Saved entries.
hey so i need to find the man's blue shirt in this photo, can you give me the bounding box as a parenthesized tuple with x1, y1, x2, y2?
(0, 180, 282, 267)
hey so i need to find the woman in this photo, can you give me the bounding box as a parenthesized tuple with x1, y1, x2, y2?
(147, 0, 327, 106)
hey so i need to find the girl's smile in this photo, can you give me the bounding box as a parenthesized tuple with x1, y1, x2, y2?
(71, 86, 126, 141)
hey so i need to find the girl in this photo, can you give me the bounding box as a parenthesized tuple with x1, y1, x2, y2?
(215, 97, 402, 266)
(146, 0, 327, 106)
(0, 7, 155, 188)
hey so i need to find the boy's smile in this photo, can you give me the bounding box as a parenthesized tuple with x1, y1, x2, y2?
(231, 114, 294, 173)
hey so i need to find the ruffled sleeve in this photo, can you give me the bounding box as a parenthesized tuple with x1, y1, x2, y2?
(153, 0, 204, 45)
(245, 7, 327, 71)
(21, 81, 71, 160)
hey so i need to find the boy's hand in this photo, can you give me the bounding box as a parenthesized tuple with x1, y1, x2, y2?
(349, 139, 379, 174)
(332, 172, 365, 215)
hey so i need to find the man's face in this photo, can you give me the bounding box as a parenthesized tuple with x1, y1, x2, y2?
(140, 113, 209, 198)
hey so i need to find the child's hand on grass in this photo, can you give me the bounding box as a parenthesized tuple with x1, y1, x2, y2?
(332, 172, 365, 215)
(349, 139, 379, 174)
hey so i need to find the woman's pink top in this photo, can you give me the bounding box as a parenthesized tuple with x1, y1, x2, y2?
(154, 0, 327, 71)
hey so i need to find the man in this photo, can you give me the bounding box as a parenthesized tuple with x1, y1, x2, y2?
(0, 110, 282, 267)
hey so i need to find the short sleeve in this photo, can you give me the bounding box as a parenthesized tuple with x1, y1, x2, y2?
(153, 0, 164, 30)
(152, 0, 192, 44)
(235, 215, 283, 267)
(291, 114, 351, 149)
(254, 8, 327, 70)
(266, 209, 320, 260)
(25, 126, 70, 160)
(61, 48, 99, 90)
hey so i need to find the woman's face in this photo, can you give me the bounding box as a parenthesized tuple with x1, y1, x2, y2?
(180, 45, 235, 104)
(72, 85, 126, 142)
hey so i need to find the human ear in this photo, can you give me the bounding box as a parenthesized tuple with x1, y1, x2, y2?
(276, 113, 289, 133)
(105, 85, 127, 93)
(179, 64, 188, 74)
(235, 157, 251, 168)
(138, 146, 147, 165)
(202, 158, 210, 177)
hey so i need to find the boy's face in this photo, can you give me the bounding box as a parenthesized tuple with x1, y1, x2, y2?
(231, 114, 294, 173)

Task requirements. Output the records exactly, so that each line matches what was given.

Exercise solution.
hey so i need to find the man's blue shirt in this photo, can you give me the bounding box as a parenthesized tuple with x1, y1, x2, y2?
(0, 180, 282, 267)
hey so i need to find the woman in this photo, can you give me the bounding box as a parenthesized tuple with x1, y1, x2, y2?
(147, 0, 327, 106)
hey so i need to find the girl's smile in this photo, can you give me the bounding box as a parenthesized tuple with x1, y1, x2, y2?
(71, 86, 126, 141)
hey so i need to find the girl in this photo, can you give me the bounding box as a parenthesized tuple with x1, y1, x2, y2?
(215, 97, 402, 266)
(146, 0, 327, 106)
(0, 7, 155, 188)
hey so i need to find the boy's smile in this photo, can you give me the bounding box as a parenthesized tuple with x1, y1, x2, y2?
(231, 114, 294, 173)
hey so i need to find the ruffled sleeve in this photo, can you give me the bounding box as a parenthesized tuple with x1, y1, x2, y2?
(153, 0, 204, 45)
(245, 7, 327, 71)
(21, 81, 71, 160)
hey so i need to find the boy's hand in this photo, can you give me the bounding box as a parenthesized tuple with x1, y1, x2, y2?
(349, 139, 379, 174)
(332, 172, 365, 215)
hey so i need to find the man's face in this photo, can you give me the bounding box as a parenthesized tuple with x1, y1, x2, y2?
(140, 113, 209, 198)
hey so i need to find the child's hand on grass in this photo, can you give me the bounding box as a parenthesized tuple with x1, y1, x2, y2?
(332, 172, 365, 215)
(349, 139, 379, 174)
hey so i need to find the woman's pink top in this photo, can you give me the bounding box as a parenthesized tuple with x1, y1, x2, y2?
(154, 0, 327, 71)
hey so i need to find the man in this photo, can you give me the bounding box as a parenthesized tuple with x1, y1, x2, y2?
(0, 110, 282, 267)
hey so i need to find the short sleeve in this photo, can you give me the bounding box as a parenthesized tuple with x1, y1, x2, y2?
(153, 0, 164, 30)
(152, 0, 192, 44)
(235, 215, 283, 267)
(291, 114, 351, 149)
(254, 8, 327, 70)
(266, 209, 320, 260)
(25, 126, 70, 160)
(61, 48, 99, 90)
hey so i need to find the woman's face in this photo, can you give me the bounding box as a parenthesized tuple with x1, y1, x2, y2?
(180, 45, 235, 104)
(72, 85, 126, 142)
hey so i need to find the human ear in this photo, can you give me the bounding box as a parenthesized tuple with x1, y1, x2, y2?
(276, 113, 289, 133)
(105, 85, 127, 93)
(179, 64, 188, 74)
(235, 157, 251, 168)
(138, 146, 147, 165)
(202, 158, 210, 177)
hey so i need to find the boy's face in this photo, can you give me the bounding box as a parenthesized tuple with x1, y1, x2, y2?
(231, 114, 294, 173)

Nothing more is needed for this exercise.